╭──

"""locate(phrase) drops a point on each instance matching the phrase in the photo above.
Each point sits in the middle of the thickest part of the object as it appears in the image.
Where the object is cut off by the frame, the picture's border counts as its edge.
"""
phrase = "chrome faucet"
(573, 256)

╰──

## Work order
Nothing is to be left out: set down all the records again exactly.

## Solution to this problem
"""locate(phrase) drops a point on each instance matching the phrase in the photo above.
Each point sits in the middle of the thickest part of the object as it appears in the image.
Where the object is cut off by the frame, the picture's border counts as its edge.
"""
phrase = "chrome faucet"
(573, 256)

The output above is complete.